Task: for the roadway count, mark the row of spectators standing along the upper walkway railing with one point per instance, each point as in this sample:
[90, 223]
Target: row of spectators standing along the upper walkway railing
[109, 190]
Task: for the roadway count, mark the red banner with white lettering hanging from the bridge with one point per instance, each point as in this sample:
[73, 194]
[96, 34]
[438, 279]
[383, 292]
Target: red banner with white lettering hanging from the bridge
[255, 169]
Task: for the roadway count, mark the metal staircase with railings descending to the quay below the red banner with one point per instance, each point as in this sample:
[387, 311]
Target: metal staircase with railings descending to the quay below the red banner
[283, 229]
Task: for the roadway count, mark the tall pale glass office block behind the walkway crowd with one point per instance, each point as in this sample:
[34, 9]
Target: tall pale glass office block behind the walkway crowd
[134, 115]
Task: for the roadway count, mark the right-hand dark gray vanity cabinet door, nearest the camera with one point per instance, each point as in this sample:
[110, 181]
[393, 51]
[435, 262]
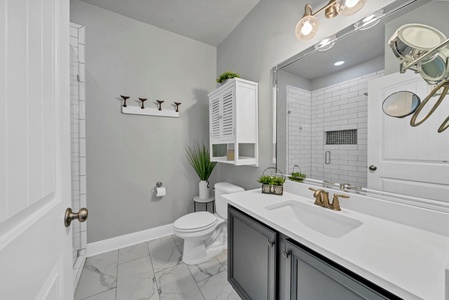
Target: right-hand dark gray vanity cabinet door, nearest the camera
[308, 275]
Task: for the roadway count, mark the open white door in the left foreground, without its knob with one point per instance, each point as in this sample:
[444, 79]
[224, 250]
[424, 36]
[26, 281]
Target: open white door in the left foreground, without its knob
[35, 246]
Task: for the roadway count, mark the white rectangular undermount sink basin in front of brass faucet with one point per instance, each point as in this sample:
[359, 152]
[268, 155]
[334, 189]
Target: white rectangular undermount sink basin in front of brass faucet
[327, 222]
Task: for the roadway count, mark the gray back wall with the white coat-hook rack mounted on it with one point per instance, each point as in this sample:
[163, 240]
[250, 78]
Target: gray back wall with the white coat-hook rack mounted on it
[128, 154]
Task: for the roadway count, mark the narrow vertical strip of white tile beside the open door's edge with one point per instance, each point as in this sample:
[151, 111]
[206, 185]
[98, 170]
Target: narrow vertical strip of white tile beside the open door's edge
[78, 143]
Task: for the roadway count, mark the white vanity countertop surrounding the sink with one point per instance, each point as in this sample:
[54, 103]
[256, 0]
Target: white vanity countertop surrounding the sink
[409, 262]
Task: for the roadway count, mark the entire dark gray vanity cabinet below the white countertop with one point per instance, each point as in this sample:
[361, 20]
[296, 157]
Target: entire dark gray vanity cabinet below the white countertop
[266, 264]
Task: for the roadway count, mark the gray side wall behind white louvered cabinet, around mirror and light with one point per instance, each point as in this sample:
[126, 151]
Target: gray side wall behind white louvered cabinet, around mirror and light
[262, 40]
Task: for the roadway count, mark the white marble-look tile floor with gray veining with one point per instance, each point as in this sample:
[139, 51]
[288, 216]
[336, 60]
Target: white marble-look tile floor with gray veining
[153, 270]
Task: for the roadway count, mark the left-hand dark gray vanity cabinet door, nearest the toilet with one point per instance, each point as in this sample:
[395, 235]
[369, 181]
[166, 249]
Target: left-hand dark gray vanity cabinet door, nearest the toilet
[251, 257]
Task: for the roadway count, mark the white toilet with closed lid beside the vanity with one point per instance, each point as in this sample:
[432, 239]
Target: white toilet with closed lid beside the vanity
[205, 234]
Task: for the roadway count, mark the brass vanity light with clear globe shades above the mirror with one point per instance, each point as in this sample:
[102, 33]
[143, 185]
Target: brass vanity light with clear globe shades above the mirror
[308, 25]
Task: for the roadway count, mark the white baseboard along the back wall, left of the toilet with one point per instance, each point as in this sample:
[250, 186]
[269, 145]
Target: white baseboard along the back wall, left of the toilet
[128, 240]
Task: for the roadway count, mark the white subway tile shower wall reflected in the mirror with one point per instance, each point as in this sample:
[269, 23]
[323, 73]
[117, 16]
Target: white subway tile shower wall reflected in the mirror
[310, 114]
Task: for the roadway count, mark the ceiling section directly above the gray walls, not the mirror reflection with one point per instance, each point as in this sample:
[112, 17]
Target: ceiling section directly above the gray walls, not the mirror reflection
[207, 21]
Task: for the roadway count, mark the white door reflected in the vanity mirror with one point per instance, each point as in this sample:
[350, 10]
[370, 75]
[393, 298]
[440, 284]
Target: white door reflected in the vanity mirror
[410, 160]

************

EXERCISE DESCRIPTION:
Output the material above exactly, without pictures.

RESPONSE TO THE TASK:
Task: for the roadway count, mark the row of spectators standing along the upper walkway railing with one point per instance, each point as in this sample:
[90, 223]
Target: row of spectators standing along the upper walkway railing
[109, 190]
Task: for the roadway count, mark the red banner with white lettering hanging from the bridge with one point per instance, each point as in this sample:
[73, 194]
[96, 34]
[438, 279]
[383, 292]
Target: red banner with white lettering hanging from the bridge
[255, 169]
Task: for the roadway count, mark the metal staircase with railings descending to the quay below the red banner with one point per instance, each point as in this sample:
[387, 311]
Target: metal staircase with railings descending to the quay below the red banner
[283, 229]
Task: for the roadway count, mark the tall pale glass office block behind the walkway crowd with one point per instance, each point as in this sample:
[34, 9]
Target: tall pale glass office block behind the walkway crowd
[134, 115]
Task: for the roadway count, mark the right-hand dark gray vanity cabinet door, nearest the camera with one point per instance, each point as in this sample:
[110, 181]
[393, 51]
[435, 262]
Target: right-hand dark gray vanity cabinet door, nearest the camera
[308, 275]
Task: for the roadway count, mark the open white door in the left foreground, without its knob with one point per instance, each point as in this sample:
[444, 79]
[224, 250]
[424, 36]
[26, 281]
Target: open white door in the left foreground, without its knob
[35, 246]
Task: for the roadway count, mark the white rectangular undermount sink basin in front of brass faucet with one point per instance, each point as in this sample:
[359, 152]
[268, 155]
[334, 189]
Target: white rectangular undermount sink basin in front of brass faucet
[327, 222]
Task: for the roadway count, mark the gray back wall with the white coat-hook rack mounted on it with one point per instance, each point as in this sample:
[163, 240]
[250, 78]
Target: gray back wall with the white coat-hook rack mounted on it
[128, 154]
Task: for the roadway count, mark the narrow vertical strip of white tile beside the open door's edge with one point per instance, each point as in this sample:
[151, 111]
[206, 185]
[98, 170]
Target: narrow vertical strip of white tile beside the open door's edge
[78, 143]
Task: for the roadway count, mark the white vanity countertop surrounding the sink with one point per instance, each point as in this sample:
[54, 103]
[256, 0]
Target: white vanity countertop surrounding the sink
[409, 262]
Task: for the roadway count, mark the entire dark gray vanity cabinet below the white countertop with one point per instance, each point as in this sample:
[361, 20]
[296, 157]
Target: entire dark gray vanity cabinet below the white countertop
[266, 264]
Task: for the roadway count, mark the gray side wall behind white louvered cabinet, around mirror and light with one point per instance, each point as in this sample:
[126, 151]
Target: gray side wall behind white louvered cabinet, around mirror and light
[262, 40]
Task: for the roadway count, mark the white marble-look tile floor with gray veining with one point per instance, each point as in this sample:
[139, 51]
[288, 216]
[336, 60]
Target: white marble-look tile floor with gray veining
[153, 270]
Task: for the roadway count, mark the left-hand dark gray vanity cabinet door, nearest the toilet with one point per instance, each point as in this sample:
[395, 235]
[369, 181]
[166, 249]
Target: left-hand dark gray vanity cabinet door, nearest the toilet
[251, 257]
Task: for the roadway count, mark the white toilet with closed lid beside the vanity with one point per instance, each point as in this sample:
[432, 239]
Target: white toilet with closed lid beside the vanity
[205, 234]
Task: for the roadway count, mark the brass vanity light with clear globe shades above the mirror with one point per instance, each point as in this sample:
[102, 33]
[143, 185]
Target: brass vanity light with clear globe shades above the mirror
[308, 25]
Task: for the roadway count, mark the white baseboard along the back wall, left of the toilet with one point per instance, each point as in this sample:
[250, 186]
[269, 145]
Target: white baseboard along the back wall, left of the toilet
[128, 240]
Task: for the roadway count, mark the white subway tile shower wall reflected in the mirror with one point per instance, each point as in this sample:
[269, 23]
[323, 73]
[117, 16]
Target: white subway tile shower wall reflected in the mirror
[310, 114]
Task: for the roadway count, mark the ceiling section directly above the gray walls, not the mirror reflection with one point per instance, each point as in this sample:
[112, 17]
Target: ceiling section directly above the gray walls, not the mirror reflection
[207, 21]
Task: for the roadway count, mark the white door reflected in the vanity mirror with one point per instance, each point as in this sample:
[350, 10]
[370, 75]
[393, 298]
[440, 284]
Target: white door reflected in the vanity mirror
[410, 160]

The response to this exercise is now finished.